* _Problem statement_: In the records below, find the line containing "the person in"; restate it and every later line word for word, through the last.

[Natural language region descriptions]
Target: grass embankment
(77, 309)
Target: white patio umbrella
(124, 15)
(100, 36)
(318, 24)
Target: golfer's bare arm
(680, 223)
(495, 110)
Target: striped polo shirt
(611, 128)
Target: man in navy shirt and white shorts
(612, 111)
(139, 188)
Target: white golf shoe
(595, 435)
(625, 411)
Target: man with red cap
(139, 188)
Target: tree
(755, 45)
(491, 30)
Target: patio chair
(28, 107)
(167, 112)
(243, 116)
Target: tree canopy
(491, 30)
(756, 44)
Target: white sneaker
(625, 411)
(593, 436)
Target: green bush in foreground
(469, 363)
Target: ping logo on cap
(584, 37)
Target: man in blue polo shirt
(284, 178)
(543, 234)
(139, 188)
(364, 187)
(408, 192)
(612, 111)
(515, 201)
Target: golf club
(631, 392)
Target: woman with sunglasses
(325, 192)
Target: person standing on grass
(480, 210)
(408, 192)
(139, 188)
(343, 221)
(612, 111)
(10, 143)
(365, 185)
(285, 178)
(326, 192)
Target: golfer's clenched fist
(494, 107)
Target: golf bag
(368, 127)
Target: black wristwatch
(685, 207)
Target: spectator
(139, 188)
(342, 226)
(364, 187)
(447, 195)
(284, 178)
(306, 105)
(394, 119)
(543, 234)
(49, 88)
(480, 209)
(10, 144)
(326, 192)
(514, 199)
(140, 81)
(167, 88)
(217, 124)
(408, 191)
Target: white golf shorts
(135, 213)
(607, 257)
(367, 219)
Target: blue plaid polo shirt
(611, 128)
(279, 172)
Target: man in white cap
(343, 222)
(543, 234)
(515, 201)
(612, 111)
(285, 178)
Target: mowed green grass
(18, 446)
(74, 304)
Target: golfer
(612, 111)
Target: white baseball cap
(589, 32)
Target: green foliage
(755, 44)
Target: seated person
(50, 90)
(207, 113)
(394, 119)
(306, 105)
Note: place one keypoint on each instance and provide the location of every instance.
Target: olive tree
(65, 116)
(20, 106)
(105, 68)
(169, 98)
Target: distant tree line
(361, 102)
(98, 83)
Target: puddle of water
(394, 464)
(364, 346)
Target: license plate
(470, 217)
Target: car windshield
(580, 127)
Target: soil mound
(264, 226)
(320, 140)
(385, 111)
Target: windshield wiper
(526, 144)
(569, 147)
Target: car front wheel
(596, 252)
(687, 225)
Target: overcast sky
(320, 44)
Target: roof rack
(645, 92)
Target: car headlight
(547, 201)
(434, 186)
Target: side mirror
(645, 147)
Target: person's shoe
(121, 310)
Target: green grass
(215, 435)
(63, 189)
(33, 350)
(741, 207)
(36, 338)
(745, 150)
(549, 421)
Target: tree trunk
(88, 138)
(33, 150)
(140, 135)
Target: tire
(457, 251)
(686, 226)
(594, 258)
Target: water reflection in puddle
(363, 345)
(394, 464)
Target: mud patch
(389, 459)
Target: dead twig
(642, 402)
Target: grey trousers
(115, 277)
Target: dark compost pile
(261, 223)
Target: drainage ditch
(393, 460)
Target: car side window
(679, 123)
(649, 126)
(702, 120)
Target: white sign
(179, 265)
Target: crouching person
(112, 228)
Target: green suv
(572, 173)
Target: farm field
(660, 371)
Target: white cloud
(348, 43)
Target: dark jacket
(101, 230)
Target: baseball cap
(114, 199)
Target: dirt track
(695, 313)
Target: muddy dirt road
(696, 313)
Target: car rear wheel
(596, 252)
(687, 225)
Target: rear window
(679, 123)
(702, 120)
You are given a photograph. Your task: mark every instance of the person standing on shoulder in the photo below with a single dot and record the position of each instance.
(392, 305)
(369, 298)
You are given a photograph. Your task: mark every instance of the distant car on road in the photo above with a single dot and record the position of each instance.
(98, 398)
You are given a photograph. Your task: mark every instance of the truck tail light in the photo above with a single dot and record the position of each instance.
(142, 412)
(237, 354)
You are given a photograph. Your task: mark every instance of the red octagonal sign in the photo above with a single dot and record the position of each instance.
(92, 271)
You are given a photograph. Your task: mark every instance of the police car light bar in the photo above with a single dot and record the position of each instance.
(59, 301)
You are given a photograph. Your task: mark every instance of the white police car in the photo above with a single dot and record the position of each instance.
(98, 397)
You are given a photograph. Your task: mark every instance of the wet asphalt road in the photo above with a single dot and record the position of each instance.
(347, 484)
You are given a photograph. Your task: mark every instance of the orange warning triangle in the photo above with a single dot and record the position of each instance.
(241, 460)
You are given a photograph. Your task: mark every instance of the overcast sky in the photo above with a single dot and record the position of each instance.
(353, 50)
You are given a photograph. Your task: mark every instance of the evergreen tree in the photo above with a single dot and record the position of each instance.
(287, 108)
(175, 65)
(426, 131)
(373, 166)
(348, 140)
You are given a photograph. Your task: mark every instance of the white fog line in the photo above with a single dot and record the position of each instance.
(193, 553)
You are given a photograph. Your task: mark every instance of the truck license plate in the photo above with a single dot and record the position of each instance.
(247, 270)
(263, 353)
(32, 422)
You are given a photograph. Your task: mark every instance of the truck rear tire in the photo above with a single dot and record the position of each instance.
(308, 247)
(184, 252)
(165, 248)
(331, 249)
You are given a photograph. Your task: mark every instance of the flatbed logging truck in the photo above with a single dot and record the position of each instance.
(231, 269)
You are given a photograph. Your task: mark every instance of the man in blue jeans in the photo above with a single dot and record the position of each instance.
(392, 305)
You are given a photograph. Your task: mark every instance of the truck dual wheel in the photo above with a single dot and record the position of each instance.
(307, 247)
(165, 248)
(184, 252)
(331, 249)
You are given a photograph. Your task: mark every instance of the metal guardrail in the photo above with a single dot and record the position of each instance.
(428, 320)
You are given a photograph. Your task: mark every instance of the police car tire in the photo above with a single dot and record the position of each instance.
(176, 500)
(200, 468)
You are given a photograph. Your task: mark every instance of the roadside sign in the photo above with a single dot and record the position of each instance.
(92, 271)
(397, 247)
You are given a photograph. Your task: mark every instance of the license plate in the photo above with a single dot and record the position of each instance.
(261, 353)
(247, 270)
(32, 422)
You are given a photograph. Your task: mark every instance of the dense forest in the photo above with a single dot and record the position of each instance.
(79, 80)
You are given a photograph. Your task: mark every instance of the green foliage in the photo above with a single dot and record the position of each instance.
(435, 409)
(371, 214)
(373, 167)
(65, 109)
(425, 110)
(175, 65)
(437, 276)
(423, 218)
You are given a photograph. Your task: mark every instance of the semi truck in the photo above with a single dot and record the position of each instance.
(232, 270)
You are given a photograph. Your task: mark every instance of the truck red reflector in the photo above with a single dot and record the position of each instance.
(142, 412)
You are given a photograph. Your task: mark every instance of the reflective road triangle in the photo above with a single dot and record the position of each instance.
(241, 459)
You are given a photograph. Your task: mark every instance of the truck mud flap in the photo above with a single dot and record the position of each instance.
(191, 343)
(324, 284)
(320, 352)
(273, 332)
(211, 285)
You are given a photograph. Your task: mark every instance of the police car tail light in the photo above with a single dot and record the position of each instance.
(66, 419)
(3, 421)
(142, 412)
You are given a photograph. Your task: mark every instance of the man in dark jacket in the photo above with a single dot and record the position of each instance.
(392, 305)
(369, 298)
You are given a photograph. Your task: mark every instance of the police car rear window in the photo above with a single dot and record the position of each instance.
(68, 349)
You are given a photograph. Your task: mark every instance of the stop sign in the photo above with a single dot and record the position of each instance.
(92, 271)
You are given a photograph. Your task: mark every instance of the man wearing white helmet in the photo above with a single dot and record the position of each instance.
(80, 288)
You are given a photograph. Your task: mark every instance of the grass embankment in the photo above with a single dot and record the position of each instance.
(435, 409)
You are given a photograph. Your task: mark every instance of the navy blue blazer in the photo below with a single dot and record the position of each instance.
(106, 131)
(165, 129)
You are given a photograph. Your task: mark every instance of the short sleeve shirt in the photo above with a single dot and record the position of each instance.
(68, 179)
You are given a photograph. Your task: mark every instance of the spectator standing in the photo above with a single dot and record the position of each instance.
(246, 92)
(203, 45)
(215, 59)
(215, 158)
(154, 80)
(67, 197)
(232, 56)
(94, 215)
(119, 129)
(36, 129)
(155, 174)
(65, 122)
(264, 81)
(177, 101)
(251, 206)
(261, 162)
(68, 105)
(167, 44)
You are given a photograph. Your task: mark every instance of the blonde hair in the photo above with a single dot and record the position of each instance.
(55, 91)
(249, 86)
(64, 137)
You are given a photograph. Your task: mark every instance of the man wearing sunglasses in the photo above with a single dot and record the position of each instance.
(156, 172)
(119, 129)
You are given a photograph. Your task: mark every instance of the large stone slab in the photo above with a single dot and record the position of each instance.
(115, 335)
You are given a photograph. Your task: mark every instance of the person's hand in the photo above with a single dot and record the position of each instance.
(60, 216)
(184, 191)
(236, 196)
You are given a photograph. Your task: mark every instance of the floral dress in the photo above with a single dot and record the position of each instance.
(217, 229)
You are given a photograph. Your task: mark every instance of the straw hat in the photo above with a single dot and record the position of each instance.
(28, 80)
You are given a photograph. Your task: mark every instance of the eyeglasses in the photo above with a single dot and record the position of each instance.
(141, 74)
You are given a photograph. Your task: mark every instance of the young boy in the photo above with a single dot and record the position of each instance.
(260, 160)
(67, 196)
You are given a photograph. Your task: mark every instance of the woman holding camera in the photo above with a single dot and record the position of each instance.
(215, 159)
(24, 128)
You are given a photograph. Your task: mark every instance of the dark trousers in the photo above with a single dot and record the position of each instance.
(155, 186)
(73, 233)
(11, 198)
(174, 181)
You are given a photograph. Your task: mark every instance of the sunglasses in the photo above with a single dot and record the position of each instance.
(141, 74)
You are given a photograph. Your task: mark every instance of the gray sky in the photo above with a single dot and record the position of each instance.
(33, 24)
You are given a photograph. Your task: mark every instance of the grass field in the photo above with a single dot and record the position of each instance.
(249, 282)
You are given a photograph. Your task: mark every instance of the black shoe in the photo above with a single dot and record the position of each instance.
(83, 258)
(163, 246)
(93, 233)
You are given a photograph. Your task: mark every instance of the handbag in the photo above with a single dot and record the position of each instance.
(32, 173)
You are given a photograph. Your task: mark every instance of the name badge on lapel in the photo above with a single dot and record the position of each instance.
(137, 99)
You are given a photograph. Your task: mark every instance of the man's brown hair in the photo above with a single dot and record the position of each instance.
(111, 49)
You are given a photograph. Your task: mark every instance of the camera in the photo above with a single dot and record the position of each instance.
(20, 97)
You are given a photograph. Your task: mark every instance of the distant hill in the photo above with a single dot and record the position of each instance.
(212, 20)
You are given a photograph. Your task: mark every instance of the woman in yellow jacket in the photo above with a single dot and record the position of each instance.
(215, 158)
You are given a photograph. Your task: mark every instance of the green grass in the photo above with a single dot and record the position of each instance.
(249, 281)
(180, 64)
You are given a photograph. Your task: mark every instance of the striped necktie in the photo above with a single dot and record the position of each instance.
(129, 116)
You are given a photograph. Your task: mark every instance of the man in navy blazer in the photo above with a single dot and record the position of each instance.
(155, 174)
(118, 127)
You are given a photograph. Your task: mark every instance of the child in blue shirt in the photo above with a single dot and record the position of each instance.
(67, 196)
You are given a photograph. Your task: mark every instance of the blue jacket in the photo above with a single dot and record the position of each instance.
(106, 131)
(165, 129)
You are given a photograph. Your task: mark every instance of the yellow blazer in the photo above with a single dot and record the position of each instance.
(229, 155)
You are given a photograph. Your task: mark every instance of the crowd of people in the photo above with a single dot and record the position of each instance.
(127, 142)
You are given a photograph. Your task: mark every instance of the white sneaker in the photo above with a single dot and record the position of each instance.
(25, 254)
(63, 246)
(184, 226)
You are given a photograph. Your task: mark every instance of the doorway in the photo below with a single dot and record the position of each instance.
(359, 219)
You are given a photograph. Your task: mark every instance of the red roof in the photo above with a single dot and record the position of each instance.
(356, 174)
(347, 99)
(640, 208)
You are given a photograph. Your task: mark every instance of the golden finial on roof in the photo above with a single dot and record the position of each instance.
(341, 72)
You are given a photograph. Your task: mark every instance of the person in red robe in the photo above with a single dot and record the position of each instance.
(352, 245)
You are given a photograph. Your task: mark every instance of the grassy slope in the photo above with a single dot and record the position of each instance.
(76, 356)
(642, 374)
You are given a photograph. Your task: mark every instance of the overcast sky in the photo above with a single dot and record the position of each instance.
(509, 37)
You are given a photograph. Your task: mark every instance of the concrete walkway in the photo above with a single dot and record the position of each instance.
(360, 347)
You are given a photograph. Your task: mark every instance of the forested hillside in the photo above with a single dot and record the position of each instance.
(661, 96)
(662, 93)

* _Task solution_:
You are given a photograph. Your task: mark every instance of the person in red robe in the photo above with a single dot and record the position of each instance.
(352, 245)
You are given a photograph. Your task: mark every instance of the grassy slope in the photo above with a single dot and record the position of each instance.
(76, 356)
(642, 374)
You are given a photograph. Your task: mark every instance of the overcast sky in the photo above with a single dot and record the position of each instance.
(509, 37)
You are given a photograph. Your task: mark every instance of the concrete walkway in the photo above with a single dot and record the position of each instance.
(360, 347)
You are given a photograph. Your task: mark every instance of the forested hillside in the photo above with a single dot and record the position of each instance.
(661, 96)
(662, 93)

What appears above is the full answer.